**YOUR ASSIGNMENT**
If a line below includes the string "that", copy it.

**EXTRACTED RECORDS**
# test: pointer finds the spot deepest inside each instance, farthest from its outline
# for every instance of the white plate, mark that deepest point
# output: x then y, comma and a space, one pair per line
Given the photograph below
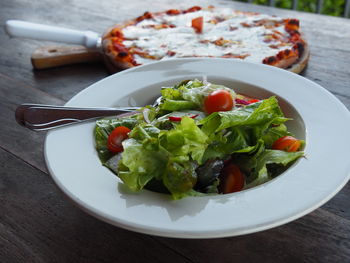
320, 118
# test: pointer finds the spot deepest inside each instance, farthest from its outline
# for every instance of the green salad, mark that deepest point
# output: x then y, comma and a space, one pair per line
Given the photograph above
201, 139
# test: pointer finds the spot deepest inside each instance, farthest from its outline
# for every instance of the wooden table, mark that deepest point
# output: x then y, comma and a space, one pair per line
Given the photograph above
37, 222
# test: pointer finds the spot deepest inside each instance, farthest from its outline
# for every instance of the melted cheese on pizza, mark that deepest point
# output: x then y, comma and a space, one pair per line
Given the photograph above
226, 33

--

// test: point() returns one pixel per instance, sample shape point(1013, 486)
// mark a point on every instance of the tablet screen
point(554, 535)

**EXERCISE OUTPUT**
# for every instance of the white plate, mark that deepest point
# for every instance of the green salad, mark that deepest point
# for every instance of the wooden table, mark that deepest point
# for every instance of the melted cheese on pizza, mark that deepest point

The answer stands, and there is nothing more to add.